* **LA CONSIGNE**
Poursuivez le commentaire sur la peur, l'envie et la volonté de liberté en reprenant juste après sa dernière phrase.

* **EXTRAIT À LIRE**

Le doute ma bite,j'ose esperer un deuxieme degré dans ces propos "interressants" mais malheureusement ,il me semble tout de meme y deceler un fond de conviction,comme si meme un garçon intelligent comme on crois tous que tu l'est ,pouvais a ce point etre devoré par le systeme qui le fait vivre jusqu'a en perdre la notion d'humain pour ne reagir que comme ces machines qu'il a lui meme programmé
La peur et l'envie ....des moteurs?
A ce degres ultime,je crains que la connerie ne puisse plus se soigner!
Si le monde a parfois evolué dans le sens du progres,c'est justement parcequ'il existe des humains qui ont sus ne pas se laisser guider ,ni par leurs peurs ,ni par leurs envies
Mets le feu a la savane et tous les animaux vont fuir dans la meme direction
si dans cette meme savane il y a des hommes ,tu en trouveras toujours quelques uns qui ne fuirons pas,mais au contraire remonterons le courant pour, malgres le danger aller affronter le mal
Dans toutes les dictatures,il y a des opposants, ont ils peur?
En 1789 ,les revolutionnaires(quel joli mot) avaient-ils peur ou etaient-ils guidés par leur conviction que le monde devait changer fusse au peril de leur vie ? Et les resistant en 40
CERTAINS VOULAIENT LEUR MONTRER COMBIEN LE CHANGEMENT ETAIT BON POUR EUX, ils ne se rendaient pas compte des bienfaits qui allaient déferler sur eux. Il fallait les aider à ouvrir les yeux et leur faire entrevoir le monde merveilleux qui serait le leur désormais(j'ai deja lu ça quelque part)Et bien non,ni l'envie,ni la peur ne leur ont servie de moteur, seule leur volonté de liberté les a fait agir
Ces hommes que "dans ton vocabulaire bureaucratique tu nomme des agents"sont des INDIVIDUS
et chacun d'entre eux est unique
Si tu oublie ça, tu ne seras jamais rien d'autre que le vulgaire rouage d'une machine qui te domine !

* **ENTRÉES FOURNIES**

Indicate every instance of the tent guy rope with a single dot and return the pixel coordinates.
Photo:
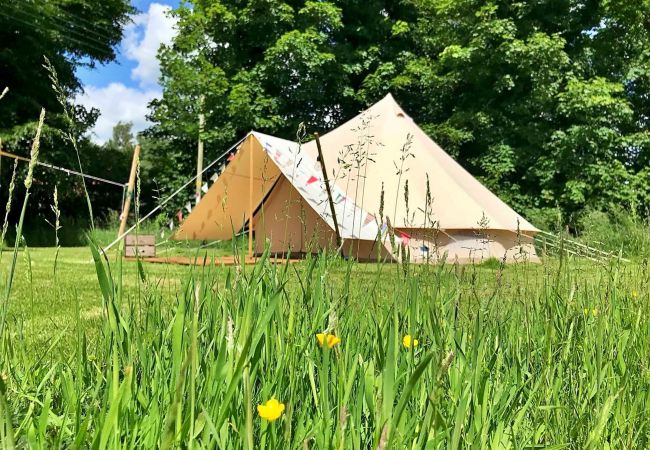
(63, 169)
(174, 194)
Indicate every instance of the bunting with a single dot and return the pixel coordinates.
(369, 218)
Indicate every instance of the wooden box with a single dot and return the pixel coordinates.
(143, 245)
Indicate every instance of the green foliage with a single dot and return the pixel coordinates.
(160, 356)
(71, 34)
(616, 231)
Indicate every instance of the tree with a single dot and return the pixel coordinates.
(545, 101)
(267, 65)
(122, 139)
(70, 34)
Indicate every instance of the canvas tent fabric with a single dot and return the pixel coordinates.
(379, 162)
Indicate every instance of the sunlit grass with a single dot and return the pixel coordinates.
(178, 357)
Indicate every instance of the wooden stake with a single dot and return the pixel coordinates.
(329, 191)
(250, 197)
(129, 191)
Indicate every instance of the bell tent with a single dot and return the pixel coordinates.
(393, 190)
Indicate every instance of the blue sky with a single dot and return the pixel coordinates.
(122, 89)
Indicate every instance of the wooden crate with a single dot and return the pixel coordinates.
(143, 245)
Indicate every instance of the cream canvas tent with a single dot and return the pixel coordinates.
(394, 190)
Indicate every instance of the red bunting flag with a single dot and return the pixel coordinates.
(404, 237)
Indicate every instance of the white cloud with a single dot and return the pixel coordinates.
(119, 102)
(143, 38)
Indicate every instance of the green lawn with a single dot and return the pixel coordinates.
(523, 356)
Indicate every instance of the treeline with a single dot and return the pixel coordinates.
(546, 101)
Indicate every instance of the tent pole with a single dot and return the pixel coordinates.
(129, 191)
(329, 191)
(250, 198)
(199, 152)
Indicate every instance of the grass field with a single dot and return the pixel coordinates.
(98, 355)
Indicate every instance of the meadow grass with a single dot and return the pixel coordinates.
(129, 355)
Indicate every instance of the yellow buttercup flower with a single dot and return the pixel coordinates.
(408, 341)
(331, 339)
(271, 410)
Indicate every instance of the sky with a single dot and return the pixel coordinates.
(122, 89)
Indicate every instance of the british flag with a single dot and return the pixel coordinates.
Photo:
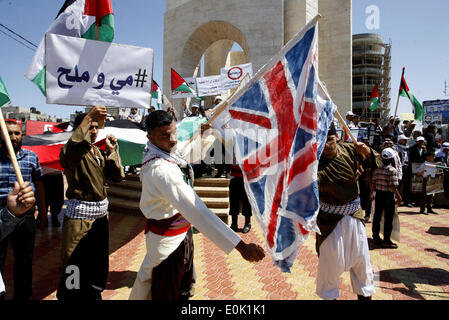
(280, 121)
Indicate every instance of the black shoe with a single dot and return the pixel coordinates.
(377, 240)
(246, 228)
(55, 223)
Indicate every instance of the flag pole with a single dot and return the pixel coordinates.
(10, 148)
(338, 115)
(399, 94)
(101, 121)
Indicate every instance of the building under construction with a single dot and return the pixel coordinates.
(371, 65)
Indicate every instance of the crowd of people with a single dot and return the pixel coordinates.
(350, 177)
(407, 154)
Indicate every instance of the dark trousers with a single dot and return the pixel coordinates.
(173, 279)
(405, 183)
(384, 202)
(365, 201)
(237, 196)
(54, 192)
(22, 239)
(91, 258)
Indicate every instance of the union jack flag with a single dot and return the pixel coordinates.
(280, 121)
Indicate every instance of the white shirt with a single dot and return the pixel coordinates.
(135, 117)
(164, 194)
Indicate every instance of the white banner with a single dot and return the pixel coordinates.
(232, 76)
(209, 86)
(87, 72)
(191, 82)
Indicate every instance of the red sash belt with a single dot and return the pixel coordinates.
(168, 227)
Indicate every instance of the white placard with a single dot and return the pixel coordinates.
(208, 86)
(88, 72)
(232, 76)
(191, 82)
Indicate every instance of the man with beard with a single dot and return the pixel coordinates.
(342, 245)
(85, 230)
(170, 206)
(22, 238)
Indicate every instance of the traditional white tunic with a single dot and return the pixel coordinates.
(164, 194)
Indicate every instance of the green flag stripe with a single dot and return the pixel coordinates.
(4, 96)
(130, 153)
(40, 81)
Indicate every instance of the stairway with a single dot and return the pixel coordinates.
(124, 196)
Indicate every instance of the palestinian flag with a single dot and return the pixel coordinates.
(179, 84)
(47, 147)
(374, 99)
(404, 91)
(131, 138)
(89, 19)
(4, 96)
(193, 150)
(156, 93)
(131, 141)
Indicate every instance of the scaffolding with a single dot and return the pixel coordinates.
(371, 66)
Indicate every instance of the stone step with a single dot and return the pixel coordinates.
(216, 203)
(124, 193)
(212, 192)
(126, 184)
(211, 182)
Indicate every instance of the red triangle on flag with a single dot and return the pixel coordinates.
(176, 80)
(98, 8)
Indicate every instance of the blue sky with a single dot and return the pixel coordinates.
(418, 31)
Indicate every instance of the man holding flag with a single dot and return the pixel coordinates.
(23, 236)
(342, 244)
(170, 206)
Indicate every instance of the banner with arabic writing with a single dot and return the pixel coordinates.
(88, 72)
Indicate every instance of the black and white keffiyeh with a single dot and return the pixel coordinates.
(176, 156)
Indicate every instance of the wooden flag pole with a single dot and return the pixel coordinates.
(399, 94)
(100, 121)
(10, 148)
(338, 115)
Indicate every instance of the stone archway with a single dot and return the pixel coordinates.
(204, 37)
(261, 28)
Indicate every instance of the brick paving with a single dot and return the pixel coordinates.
(417, 270)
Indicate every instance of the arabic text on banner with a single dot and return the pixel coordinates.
(232, 76)
(87, 72)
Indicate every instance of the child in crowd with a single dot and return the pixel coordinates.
(426, 170)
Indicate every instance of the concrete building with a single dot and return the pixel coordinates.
(371, 65)
(193, 28)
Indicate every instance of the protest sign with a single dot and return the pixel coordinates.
(191, 82)
(88, 72)
(208, 86)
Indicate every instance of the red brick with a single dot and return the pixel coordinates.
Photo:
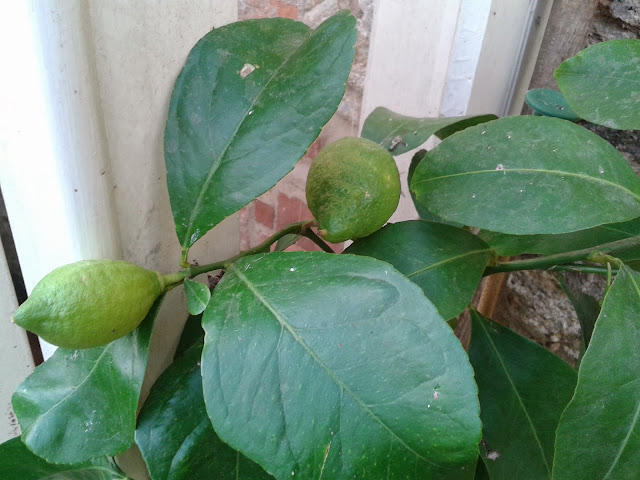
(290, 210)
(264, 213)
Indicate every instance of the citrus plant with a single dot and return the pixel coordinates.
(315, 365)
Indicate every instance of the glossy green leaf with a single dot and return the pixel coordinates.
(81, 404)
(511, 245)
(599, 434)
(175, 434)
(399, 133)
(336, 366)
(523, 389)
(550, 103)
(251, 98)
(18, 463)
(602, 83)
(481, 472)
(192, 333)
(198, 296)
(527, 175)
(423, 213)
(445, 262)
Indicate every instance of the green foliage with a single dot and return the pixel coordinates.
(432, 256)
(198, 296)
(601, 83)
(277, 82)
(528, 175)
(81, 404)
(348, 387)
(324, 366)
(607, 394)
(523, 390)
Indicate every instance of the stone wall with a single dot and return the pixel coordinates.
(533, 303)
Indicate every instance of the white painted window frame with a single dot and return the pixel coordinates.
(95, 186)
(451, 57)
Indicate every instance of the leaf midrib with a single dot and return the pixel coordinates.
(218, 161)
(636, 416)
(517, 395)
(532, 170)
(284, 324)
(42, 417)
(448, 260)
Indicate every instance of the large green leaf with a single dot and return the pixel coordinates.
(336, 366)
(587, 310)
(527, 175)
(599, 434)
(423, 213)
(446, 262)
(509, 245)
(523, 390)
(602, 83)
(399, 133)
(250, 100)
(81, 404)
(175, 434)
(18, 463)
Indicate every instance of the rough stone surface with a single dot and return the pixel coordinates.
(533, 303)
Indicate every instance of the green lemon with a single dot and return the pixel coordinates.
(89, 303)
(353, 187)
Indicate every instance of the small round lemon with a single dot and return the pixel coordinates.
(352, 189)
(89, 303)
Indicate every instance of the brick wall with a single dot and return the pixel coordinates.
(285, 203)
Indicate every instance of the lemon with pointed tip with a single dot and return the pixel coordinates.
(89, 303)
(353, 188)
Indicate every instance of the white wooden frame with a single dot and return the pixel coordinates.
(98, 76)
(451, 57)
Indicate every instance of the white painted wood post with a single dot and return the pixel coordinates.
(81, 128)
(15, 355)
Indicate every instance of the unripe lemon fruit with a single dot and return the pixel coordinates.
(353, 187)
(89, 303)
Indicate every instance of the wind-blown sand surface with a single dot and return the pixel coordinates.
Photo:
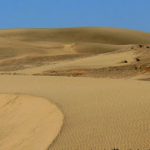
(27, 122)
(99, 113)
(99, 78)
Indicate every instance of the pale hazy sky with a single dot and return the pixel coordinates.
(131, 14)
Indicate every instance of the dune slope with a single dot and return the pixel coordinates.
(27, 122)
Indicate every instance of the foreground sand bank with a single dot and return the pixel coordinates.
(27, 122)
(99, 113)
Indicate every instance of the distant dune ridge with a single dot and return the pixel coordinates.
(30, 48)
(109, 109)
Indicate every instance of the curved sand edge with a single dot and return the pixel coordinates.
(28, 122)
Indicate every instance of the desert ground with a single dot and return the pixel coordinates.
(74, 89)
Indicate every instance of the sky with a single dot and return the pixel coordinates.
(129, 14)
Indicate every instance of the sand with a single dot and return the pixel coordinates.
(98, 77)
(28, 122)
(99, 113)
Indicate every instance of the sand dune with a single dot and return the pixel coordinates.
(99, 77)
(27, 122)
(99, 113)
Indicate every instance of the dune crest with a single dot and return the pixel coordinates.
(27, 122)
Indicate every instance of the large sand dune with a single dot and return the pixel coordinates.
(100, 113)
(27, 122)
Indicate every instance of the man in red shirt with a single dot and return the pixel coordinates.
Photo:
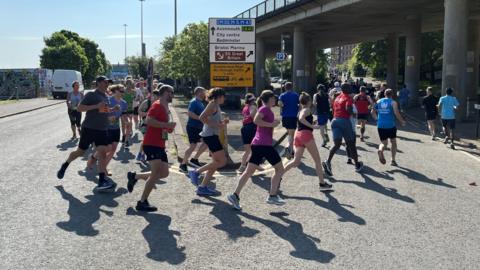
(362, 102)
(342, 129)
(158, 127)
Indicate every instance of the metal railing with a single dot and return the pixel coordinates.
(265, 8)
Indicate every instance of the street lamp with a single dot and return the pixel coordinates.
(125, 59)
(141, 22)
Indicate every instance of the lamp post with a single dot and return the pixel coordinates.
(141, 23)
(125, 31)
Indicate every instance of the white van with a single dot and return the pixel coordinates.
(62, 80)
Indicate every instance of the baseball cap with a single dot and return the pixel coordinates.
(102, 78)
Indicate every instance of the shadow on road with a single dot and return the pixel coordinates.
(369, 184)
(305, 245)
(84, 215)
(67, 145)
(344, 215)
(231, 223)
(416, 176)
(161, 240)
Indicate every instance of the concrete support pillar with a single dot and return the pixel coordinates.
(455, 51)
(473, 58)
(260, 66)
(392, 61)
(298, 58)
(412, 57)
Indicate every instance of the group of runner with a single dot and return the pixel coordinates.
(107, 106)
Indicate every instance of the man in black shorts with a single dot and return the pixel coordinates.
(429, 103)
(94, 131)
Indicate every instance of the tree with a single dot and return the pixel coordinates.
(67, 50)
(188, 59)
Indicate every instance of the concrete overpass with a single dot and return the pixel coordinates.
(317, 24)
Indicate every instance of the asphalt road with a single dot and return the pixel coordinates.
(420, 215)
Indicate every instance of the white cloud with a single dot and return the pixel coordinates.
(130, 36)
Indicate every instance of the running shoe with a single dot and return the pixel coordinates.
(91, 161)
(242, 169)
(359, 166)
(235, 201)
(205, 191)
(61, 172)
(275, 200)
(183, 168)
(325, 186)
(145, 206)
(194, 177)
(327, 167)
(131, 181)
(104, 185)
(195, 163)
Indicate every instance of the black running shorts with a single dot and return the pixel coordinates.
(155, 153)
(259, 152)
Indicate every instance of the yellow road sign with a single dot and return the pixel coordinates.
(231, 75)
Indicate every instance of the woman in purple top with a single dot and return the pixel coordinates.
(262, 147)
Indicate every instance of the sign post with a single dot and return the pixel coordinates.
(232, 57)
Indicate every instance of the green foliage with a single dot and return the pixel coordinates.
(186, 56)
(67, 50)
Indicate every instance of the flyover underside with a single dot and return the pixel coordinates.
(343, 22)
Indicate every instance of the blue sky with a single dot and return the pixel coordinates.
(24, 23)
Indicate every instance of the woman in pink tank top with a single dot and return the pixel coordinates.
(262, 148)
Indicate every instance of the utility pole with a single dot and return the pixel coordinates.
(141, 23)
(125, 59)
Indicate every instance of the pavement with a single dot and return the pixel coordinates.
(26, 105)
(420, 215)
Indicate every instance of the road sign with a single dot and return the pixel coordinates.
(281, 56)
(224, 53)
(231, 75)
(227, 30)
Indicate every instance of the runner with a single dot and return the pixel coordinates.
(304, 139)
(248, 129)
(194, 128)
(429, 103)
(154, 146)
(362, 102)
(212, 121)
(262, 148)
(447, 106)
(142, 112)
(385, 111)
(139, 97)
(94, 130)
(342, 129)
(288, 103)
(73, 100)
(322, 105)
(127, 119)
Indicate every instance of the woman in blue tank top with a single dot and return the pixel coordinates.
(385, 111)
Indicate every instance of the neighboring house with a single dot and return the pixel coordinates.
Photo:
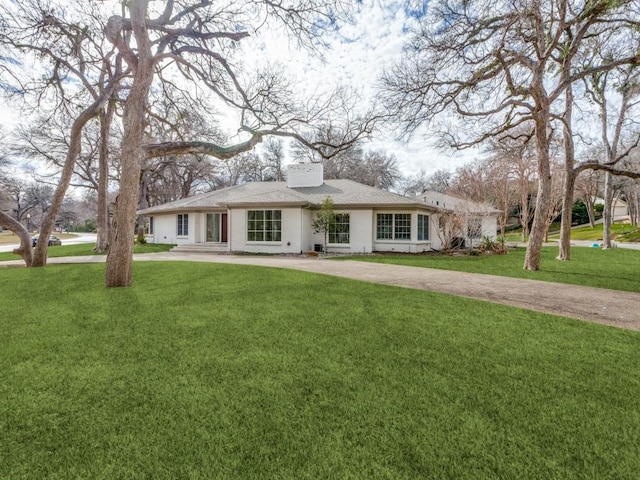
(462, 222)
(276, 217)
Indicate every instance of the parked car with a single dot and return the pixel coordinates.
(53, 240)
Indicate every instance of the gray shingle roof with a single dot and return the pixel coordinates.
(342, 192)
(449, 202)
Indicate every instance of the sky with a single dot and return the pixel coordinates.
(356, 56)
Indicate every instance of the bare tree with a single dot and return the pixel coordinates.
(38, 31)
(198, 40)
(503, 64)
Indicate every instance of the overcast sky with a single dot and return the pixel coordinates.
(357, 55)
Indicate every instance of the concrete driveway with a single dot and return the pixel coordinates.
(609, 307)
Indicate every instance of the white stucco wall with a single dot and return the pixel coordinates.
(165, 229)
(360, 240)
(407, 246)
(291, 232)
(490, 227)
(297, 232)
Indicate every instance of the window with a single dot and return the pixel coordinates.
(385, 226)
(393, 226)
(402, 226)
(213, 227)
(339, 229)
(423, 227)
(474, 227)
(264, 225)
(183, 225)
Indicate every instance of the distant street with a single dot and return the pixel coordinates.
(79, 238)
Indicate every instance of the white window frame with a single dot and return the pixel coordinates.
(342, 235)
(266, 222)
(182, 227)
(424, 219)
(396, 227)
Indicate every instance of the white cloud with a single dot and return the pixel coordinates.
(357, 55)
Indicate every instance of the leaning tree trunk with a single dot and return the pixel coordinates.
(567, 213)
(75, 143)
(590, 212)
(120, 257)
(102, 227)
(607, 212)
(569, 180)
(534, 247)
(24, 250)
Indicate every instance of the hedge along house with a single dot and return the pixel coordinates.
(276, 217)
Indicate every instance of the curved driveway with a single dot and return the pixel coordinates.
(609, 307)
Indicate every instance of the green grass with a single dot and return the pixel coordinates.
(615, 269)
(87, 249)
(619, 231)
(223, 371)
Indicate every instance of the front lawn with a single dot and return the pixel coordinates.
(87, 249)
(225, 371)
(616, 269)
(620, 232)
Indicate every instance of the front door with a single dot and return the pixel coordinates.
(223, 225)
(217, 228)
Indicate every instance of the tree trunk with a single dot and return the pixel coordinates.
(75, 143)
(534, 247)
(590, 212)
(567, 212)
(120, 257)
(102, 227)
(569, 179)
(607, 212)
(524, 210)
(24, 250)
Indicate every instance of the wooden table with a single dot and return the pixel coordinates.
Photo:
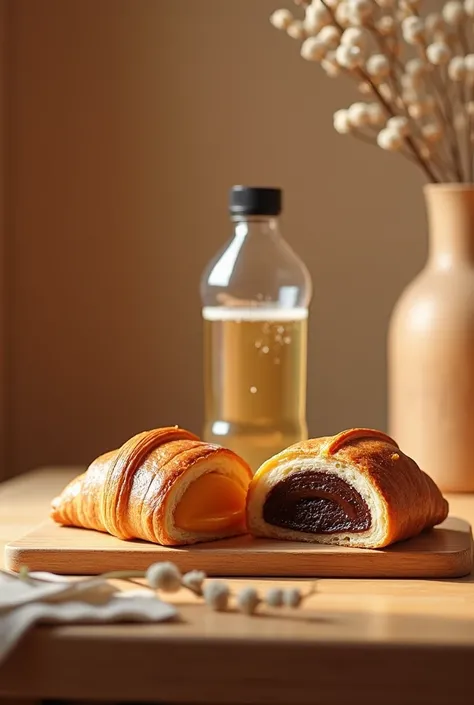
(370, 642)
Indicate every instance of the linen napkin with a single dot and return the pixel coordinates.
(47, 598)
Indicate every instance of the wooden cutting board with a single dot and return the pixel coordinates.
(444, 552)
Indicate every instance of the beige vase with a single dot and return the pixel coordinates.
(431, 347)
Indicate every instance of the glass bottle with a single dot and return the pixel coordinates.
(255, 296)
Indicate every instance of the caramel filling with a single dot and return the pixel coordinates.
(210, 504)
(316, 502)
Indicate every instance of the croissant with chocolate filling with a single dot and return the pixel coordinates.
(354, 489)
(164, 486)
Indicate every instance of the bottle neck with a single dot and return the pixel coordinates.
(256, 227)
(451, 225)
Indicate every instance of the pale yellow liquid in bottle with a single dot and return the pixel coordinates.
(255, 380)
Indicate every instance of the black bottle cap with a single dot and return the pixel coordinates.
(255, 200)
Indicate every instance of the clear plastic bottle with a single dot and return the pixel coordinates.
(255, 295)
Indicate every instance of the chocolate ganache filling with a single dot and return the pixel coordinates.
(316, 502)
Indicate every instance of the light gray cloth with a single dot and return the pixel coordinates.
(24, 603)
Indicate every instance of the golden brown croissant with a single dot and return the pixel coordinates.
(353, 489)
(164, 486)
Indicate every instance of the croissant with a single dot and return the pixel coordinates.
(163, 486)
(353, 489)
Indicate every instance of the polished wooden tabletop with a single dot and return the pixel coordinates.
(376, 642)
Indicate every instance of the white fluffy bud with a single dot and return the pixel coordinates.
(378, 66)
(342, 14)
(330, 36)
(355, 37)
(453, 13)
(413, 30)
(389, 140)
(438, 53)
(358, 115)
(386, 26)
(281, 19)
(415, 68)
(295, 30)
(360, 11)
(399, 124)
(434, 23)
(313, 49)
(349, 57)
(376, 114)
(432, 132)
(330, 65)
(420, 108)
(341, 122)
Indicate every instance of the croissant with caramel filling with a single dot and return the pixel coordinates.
(164, 486)
(353, 489)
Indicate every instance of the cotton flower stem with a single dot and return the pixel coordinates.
(445, 115)
(409, 141)
(362, 137)
(386, 105)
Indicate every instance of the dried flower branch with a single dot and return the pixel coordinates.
(416, 72)
(166, 577)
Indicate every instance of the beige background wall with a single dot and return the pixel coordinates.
(128, 121)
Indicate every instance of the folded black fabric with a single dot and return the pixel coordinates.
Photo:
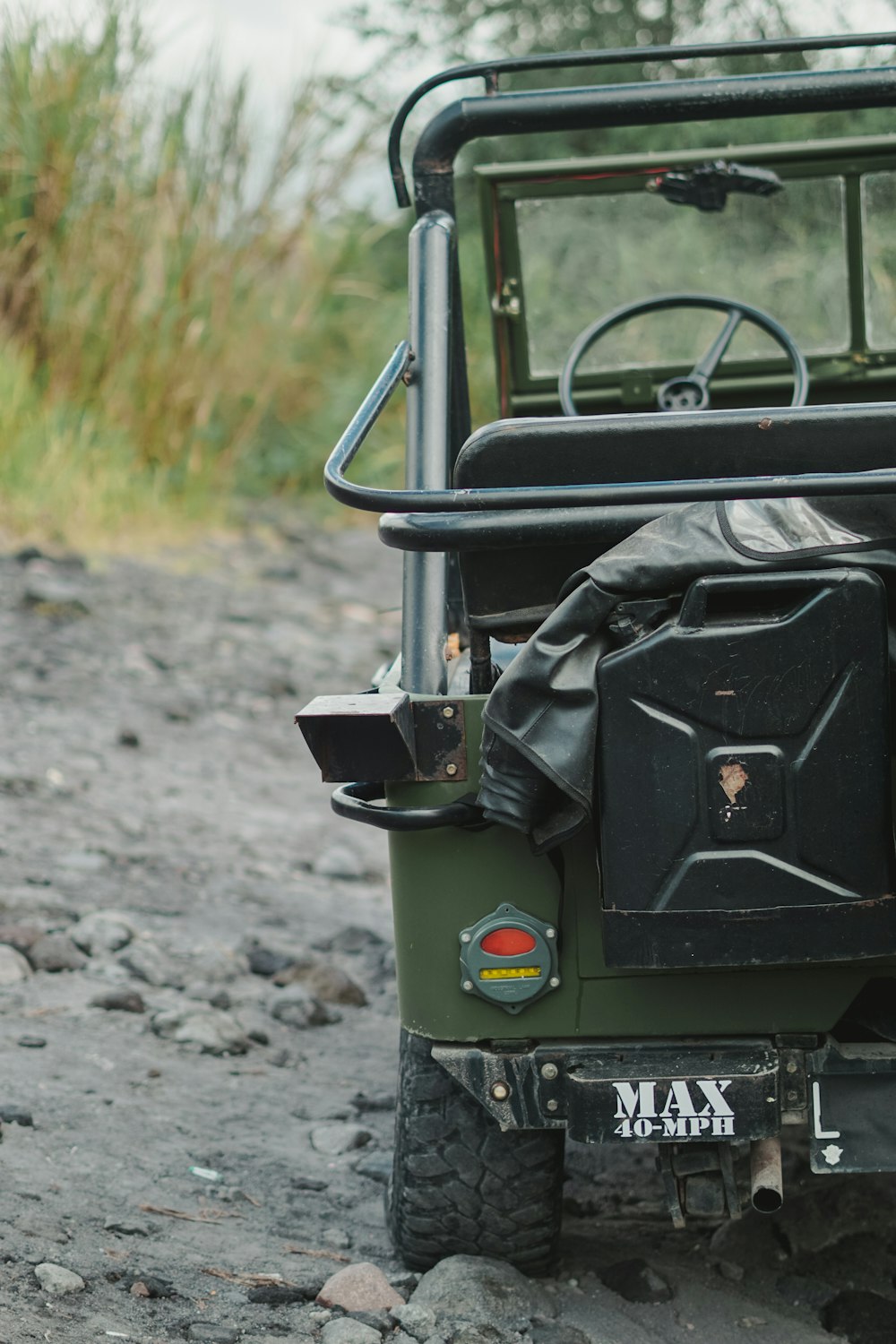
(541, 717)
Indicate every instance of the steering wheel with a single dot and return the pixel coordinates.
(688, 392)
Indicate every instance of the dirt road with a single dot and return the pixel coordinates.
(196, 1003)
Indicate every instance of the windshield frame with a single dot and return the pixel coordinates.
(841, 376)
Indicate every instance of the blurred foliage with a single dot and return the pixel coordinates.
(195, 304)
(191, 309)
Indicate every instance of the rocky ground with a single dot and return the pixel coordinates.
(198, 1015)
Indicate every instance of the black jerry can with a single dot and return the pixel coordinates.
(745, 777)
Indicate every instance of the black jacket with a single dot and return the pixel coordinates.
(541, 717)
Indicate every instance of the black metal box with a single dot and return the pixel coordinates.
(745, 777)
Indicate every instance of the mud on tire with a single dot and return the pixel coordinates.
(462, 1187)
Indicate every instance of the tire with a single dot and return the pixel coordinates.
(462, 1187)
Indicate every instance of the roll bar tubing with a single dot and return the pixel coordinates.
(632, 105)
(449, 502)
(492, 70)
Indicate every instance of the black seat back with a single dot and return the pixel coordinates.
(511, 589)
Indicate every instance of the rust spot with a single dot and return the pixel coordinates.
(732, 780)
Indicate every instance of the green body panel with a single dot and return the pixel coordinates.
(444, 881)
(855, 374)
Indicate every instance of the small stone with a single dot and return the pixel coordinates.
(215, 1032)
(279, 1295)
(56, 952)
(804, 1290)
(21, 935)
(417, 1322)
(346, 1331)
(360, 1288)
(13, 967)
(120, 1000)
(551, 1332)
(376, 1166)
(15, 1116)
(152, 965)
(56, 1279)
(128, 1226)
(325, 981)
(481, 1290)
(203, 1332)
(102, 930)
(53, 597)
(339, 1139)
(263, 961)
(637, 1282)
(340, 862)
(301, 1010)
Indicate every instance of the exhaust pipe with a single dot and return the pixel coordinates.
(766, 1180)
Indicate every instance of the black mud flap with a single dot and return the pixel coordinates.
(852, 1107)
(712, 1091)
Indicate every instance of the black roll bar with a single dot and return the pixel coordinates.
(632, 105)
(449, 503)
(492, 70)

* **RÉSULTAT FINAL**
et en plus tu regarde le foot a la télé ! ! ! !
Cest quoi pour moi une bonne journée ?
Et ben là, c'est plutot une putain de mauvaise journée
inutile de signer POUN
aaaaaah , voila mon poune comme on l'aime !
pas facile de te faire démarrer mais quand c'est parti, t'es intarrissable !
ceci dit, j ai un peu élagué la formation. certains passages ne paraissaient pas fondamentalement utiles à retranscrire. mais, de la même manière que tout n'est que combinaison de briques élémentaires dans l'univers, c'est à partir de deux sentiments, peur et envie qu'on reconstruit tous les autres. et n'oublions pas qu'il manque une chose primordiale à l'animal de la savane, quasiment le paradigme de l'humanité : le libre arbitre. et là ça change tout.
et tu as raison, le formateur est d'accord avec toi, la notion de groupe est un concept artificiel, on ne peut au mieux parler que d'un ensemble d'individus.
le tout c'est d'avoir le dernier mot.
catou
ma ktu... si ce dernier mot est le tien, je cède la place volontier.
bon, a ce soir on reglera ça comme au bon vieux temps de la conquete de l'ouest : les armes a la main
Moi j'ai une grosse basse.... et toi mitch?